YOUR INSTRUCTIONS » Output, word for word, every line from the line with "[pin] green tree -- one per line" through the final line of the data below.

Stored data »
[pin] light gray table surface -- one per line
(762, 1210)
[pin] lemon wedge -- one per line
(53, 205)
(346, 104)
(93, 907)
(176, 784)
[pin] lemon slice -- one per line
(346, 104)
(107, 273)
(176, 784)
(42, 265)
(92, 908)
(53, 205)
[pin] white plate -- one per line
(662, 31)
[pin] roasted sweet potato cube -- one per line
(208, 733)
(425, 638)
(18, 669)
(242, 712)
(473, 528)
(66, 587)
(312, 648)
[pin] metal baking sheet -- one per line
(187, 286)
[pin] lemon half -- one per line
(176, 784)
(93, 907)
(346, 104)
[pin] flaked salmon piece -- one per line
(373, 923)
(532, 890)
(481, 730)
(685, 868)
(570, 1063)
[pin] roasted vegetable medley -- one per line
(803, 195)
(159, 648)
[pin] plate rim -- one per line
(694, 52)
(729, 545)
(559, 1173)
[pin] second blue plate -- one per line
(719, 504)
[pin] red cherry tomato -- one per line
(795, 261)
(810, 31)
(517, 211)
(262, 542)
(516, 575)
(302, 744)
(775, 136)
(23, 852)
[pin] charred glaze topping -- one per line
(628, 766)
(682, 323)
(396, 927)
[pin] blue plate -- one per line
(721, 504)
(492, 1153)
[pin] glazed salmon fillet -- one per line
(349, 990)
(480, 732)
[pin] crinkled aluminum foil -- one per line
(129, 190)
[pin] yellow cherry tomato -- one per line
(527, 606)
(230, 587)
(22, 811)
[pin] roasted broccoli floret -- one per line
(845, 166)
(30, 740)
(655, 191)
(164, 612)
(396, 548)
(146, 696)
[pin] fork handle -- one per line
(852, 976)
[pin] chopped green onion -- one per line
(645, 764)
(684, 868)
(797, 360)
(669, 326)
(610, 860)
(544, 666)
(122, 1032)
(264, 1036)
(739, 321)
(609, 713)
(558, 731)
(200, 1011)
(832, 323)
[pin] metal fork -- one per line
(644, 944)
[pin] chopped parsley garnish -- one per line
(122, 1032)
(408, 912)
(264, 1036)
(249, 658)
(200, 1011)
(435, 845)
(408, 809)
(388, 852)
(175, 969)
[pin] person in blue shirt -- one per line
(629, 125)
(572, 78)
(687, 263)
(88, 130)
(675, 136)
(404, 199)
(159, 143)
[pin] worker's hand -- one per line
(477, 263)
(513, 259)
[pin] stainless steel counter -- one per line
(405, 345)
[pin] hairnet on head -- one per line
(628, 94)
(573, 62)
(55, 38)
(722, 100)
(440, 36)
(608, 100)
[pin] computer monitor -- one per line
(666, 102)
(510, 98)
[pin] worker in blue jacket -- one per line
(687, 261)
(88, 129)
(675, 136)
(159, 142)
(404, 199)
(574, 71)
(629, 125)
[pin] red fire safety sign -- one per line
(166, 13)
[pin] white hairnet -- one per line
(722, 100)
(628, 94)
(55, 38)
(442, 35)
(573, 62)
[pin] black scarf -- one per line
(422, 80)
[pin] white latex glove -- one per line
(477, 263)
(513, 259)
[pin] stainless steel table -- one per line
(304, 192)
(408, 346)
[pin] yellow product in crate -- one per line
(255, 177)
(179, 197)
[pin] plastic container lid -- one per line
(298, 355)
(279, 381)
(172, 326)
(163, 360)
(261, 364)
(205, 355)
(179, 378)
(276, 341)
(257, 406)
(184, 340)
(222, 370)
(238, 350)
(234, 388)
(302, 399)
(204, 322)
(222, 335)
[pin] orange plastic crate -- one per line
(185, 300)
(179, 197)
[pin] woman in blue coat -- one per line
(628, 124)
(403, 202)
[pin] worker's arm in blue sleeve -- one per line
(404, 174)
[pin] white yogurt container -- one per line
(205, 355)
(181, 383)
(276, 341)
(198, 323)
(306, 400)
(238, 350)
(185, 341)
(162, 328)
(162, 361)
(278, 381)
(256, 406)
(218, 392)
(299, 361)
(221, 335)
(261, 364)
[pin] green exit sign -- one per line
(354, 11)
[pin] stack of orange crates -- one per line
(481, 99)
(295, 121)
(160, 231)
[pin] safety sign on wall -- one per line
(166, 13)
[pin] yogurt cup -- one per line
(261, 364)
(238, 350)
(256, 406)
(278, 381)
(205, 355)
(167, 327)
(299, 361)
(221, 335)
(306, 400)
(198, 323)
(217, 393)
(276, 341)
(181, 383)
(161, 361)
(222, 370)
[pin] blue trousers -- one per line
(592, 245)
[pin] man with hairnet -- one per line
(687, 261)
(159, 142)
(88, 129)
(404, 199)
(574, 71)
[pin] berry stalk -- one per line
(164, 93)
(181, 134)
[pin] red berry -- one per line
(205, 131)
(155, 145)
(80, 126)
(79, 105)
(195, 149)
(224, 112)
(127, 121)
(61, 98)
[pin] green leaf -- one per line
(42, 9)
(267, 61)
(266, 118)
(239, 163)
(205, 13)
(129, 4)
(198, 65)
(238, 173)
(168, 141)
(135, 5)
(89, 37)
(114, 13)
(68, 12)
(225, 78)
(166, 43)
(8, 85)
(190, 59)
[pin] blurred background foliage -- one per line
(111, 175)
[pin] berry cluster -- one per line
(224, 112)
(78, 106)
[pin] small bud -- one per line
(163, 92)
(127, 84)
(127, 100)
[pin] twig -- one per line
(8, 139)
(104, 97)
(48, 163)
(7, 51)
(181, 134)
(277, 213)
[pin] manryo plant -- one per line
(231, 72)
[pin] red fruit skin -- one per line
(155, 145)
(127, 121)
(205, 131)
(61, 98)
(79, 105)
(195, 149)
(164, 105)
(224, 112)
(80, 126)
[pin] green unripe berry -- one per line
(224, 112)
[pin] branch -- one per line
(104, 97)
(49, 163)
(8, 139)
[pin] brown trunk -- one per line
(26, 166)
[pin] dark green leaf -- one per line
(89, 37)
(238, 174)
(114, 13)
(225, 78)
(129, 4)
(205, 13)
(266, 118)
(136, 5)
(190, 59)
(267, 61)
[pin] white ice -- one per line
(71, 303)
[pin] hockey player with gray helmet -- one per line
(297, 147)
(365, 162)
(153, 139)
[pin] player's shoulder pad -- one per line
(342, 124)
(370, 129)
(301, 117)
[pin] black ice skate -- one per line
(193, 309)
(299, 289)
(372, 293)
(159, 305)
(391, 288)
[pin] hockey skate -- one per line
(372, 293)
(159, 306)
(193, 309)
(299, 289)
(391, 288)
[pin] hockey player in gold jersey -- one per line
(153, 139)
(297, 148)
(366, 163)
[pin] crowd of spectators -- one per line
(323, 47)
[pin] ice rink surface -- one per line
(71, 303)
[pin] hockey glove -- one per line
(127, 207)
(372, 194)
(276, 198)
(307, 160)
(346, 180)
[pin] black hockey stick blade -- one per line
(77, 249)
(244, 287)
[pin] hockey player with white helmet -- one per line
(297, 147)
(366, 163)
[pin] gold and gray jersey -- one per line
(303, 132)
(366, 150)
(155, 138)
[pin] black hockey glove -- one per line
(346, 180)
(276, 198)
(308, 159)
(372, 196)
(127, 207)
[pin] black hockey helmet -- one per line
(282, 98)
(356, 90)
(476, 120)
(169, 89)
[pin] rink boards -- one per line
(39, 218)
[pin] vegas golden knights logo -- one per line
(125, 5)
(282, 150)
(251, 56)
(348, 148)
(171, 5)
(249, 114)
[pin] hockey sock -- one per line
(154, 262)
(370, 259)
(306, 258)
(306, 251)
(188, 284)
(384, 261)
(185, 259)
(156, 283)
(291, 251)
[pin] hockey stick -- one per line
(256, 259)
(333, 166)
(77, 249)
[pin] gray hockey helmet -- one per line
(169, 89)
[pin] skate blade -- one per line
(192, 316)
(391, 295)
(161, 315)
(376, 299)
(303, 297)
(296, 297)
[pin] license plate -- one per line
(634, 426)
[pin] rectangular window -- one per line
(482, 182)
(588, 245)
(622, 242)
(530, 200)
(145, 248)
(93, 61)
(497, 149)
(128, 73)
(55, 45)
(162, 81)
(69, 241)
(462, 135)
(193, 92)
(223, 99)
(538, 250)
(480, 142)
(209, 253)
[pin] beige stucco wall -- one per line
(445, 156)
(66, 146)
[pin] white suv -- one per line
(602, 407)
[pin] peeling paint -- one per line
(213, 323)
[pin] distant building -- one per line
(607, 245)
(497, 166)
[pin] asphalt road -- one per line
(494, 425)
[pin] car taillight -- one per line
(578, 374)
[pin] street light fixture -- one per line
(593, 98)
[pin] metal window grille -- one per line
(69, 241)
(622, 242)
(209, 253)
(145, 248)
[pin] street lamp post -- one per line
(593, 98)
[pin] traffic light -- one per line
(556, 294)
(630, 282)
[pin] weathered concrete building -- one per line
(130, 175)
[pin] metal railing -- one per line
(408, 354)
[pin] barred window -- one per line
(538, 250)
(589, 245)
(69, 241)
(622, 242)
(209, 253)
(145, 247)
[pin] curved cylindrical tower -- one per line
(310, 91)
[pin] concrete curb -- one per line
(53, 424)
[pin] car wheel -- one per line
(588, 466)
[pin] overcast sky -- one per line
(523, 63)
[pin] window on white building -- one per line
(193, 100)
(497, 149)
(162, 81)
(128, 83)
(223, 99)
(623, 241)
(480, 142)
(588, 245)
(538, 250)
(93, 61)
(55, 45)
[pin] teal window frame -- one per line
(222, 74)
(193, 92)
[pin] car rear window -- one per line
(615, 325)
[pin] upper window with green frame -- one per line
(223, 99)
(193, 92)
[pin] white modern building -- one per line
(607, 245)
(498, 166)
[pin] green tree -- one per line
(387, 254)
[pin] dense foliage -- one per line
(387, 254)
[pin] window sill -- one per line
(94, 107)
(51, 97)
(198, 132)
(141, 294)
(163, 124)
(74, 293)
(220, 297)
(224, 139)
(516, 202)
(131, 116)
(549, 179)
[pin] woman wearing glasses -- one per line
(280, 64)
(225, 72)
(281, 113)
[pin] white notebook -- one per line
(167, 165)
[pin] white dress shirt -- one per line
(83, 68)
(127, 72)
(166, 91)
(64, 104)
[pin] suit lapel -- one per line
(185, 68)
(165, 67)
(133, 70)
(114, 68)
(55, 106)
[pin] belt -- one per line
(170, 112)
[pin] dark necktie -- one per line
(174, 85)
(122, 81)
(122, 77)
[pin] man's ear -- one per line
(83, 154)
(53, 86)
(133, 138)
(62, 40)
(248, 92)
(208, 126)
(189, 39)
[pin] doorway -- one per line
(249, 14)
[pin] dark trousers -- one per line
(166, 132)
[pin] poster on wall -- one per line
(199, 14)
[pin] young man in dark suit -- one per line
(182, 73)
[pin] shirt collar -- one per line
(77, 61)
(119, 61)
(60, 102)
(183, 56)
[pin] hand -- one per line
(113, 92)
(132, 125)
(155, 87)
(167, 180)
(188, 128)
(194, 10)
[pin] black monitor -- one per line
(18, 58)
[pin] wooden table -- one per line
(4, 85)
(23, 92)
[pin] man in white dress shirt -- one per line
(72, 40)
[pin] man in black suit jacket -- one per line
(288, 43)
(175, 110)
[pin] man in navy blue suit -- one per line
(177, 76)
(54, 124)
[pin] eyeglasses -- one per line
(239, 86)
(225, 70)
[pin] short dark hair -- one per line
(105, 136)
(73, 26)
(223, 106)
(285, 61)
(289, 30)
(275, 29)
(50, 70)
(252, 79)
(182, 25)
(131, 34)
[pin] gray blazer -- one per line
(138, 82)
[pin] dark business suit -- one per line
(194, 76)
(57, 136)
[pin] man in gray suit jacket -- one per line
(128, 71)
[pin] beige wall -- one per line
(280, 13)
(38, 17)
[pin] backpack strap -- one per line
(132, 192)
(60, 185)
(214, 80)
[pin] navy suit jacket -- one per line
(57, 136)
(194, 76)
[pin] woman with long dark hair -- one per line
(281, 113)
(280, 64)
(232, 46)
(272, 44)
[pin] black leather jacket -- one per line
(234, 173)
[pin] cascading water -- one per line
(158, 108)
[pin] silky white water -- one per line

SOLUTION TO THIS PROBLEM »
[pin] green tree -- one per line
(387, 254)
[pin] dense foliage -- one per line
(387, 254)
[pin] window sill -- one per line
(94, 107)
(51, 97)
(198, 132)
(141, 294)
(163, 124)
(74, 293)
(220, 297)
(224, 139)
(516, 202)
(131, 116)
(549, 179)
[pin] woman wearing glasses -- one per line
(280, 64)
(225, 72)
(281, 113)
[pin] white notebook -- one per line
(167, 165)
[pin] white dress shirt -- one per line
(83, 68)
(127, 72)
(166, 91)
(64, 104)
[pin] suit lapel -- one per line
(185, 68)
(165, 67)
(133, 70)
(114, 68)
(55, 106)
[pin] belt -- one per line
(170, 112)
[pin] dark necktie -- one per line
(174, 85)
(122, 81)
(122, 77)
[pin] man's ear -- one per line
(83, 154)
(53, 86)
(133, 138)
(62, 40)
(248, 92)
(208, 126)
(189, 39)
[pin] doorway -- one per line
(249, 14)
[pin] dark trousers -- one per line
(166, 132)
[pin] poster on wall -- one per line
(199, 14)
[pin] young man in dark suit -- one per line
(182, 73)
[pin] shirt collar -- one per line
(77, 61)
(119, 61)
(60, 102)
(183, 56)
[pin] hand -- one per line
(113, 92)
(132, 125)
(155, 87)
(167, 180)
(188, 128)
(194, 10)
[pin] black monitor -- one per line
(18, 58)
[pin] wooden table -- one per line
(4, 85)
(23, 92)
[pin] man in white dress shirt -- one per line
(72, 40)
[pin] man in black suit jacket -- one per line
(288, 43)
(175, 110)
[pin] man in navy blue suit -- one per line
(177, 76)
(54, 124)
[pin] eyeglasses -- one per line
(239, 86)
(225, 70)
[pin] short dark hair -- one per line
(105, 136)
(73, 26)
(223, 106)
(285, 61)
(289, 30)
(275, 29)
(50, 70)
(252, 79)
(182, 25)
(131, 34)
[pin] gray blazer -- one per line
(138, 82)
[pin] dark business suit -- one per line
(194, 76)
(57, 136)
[pin] man in gray suit jacket -- one per line
(128, 71)
[pin] beige wall -- one per line
(280, 13)
(38, 17)
[pin] backpack strap -- one per line
(132, 192)
(60, 185)
(214, 80)
[pin] navy suit jacket -- one per line
(57, 136)
(194, 76)
[pin] woman with long dark hair -- one per line
(281, 113)
(280, 64)
(232, 46)
(272, 44)
[pin] black leather jacket -- one per line
(234, 173)
[pin] cascading water -- one per line
(158, 108)
[pin] silky white water -- one per line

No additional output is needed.